- [Stated problem]
Render the part of the material that opens with the line containing "Put one marker on each instance of the person" and runs through the end of the material as a numbered list, with blank lines left out.

········

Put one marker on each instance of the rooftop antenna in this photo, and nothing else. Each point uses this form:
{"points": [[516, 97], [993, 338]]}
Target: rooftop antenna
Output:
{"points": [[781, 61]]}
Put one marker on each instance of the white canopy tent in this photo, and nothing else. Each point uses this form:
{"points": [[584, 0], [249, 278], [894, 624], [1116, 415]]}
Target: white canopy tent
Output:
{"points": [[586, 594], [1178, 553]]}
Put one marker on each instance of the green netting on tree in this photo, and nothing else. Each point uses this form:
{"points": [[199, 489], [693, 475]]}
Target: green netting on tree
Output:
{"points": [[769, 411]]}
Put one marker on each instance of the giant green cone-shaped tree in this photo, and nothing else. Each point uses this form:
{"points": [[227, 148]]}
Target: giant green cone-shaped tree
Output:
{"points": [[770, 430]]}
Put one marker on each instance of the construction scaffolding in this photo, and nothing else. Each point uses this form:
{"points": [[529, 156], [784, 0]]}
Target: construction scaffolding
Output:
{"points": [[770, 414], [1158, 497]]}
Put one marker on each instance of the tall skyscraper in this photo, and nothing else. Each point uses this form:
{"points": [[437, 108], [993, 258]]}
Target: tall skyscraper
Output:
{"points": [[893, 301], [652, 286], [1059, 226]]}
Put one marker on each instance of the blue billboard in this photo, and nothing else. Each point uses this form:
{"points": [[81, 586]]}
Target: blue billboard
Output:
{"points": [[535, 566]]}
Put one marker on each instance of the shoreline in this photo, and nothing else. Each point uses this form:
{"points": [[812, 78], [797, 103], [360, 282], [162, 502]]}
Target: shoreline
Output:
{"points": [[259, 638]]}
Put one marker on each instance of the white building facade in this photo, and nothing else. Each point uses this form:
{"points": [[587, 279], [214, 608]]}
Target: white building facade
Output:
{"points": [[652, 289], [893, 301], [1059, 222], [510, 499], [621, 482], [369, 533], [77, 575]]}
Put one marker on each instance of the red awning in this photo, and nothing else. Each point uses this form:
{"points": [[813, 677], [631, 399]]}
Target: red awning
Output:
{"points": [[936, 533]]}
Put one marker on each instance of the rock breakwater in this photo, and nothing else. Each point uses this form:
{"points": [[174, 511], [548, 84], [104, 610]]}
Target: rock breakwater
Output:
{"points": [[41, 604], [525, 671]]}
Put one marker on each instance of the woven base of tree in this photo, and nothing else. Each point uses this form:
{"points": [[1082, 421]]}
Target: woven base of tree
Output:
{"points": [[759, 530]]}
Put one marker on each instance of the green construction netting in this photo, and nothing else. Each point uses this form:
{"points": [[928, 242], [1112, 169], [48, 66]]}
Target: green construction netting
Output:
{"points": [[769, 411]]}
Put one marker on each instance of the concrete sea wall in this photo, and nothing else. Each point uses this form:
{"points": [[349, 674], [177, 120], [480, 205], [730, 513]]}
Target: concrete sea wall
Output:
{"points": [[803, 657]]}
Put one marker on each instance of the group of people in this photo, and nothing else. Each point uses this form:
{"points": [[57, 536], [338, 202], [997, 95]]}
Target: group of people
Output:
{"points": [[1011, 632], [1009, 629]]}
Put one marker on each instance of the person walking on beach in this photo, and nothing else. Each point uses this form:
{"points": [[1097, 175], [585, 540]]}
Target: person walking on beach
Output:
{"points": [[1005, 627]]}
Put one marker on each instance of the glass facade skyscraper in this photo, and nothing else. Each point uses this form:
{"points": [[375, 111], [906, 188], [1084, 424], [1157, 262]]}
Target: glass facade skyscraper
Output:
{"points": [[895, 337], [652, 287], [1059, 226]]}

········

- [Correct response]
1. Put one marker on each instance of the person walking on beach in this photo, and nothing else. Each point uses this form:
2. {"points": [[1097, 175], [585, 540]]}
3. Target: person walking on beach
4. Output:
5. {"points": [[1005, 627]]}
6. Put one marker on each instance of the glass facade skyscraper in this photo, and nothing else. Each point uses this form:
7. {"points": [[375, 111], [906, 188], [1084, 424], [1157, 262]]}
8. Target: glass facade skyscraper
9. Output:
10. {"points": [[895, 337], [652, 287], [1059, 226]]}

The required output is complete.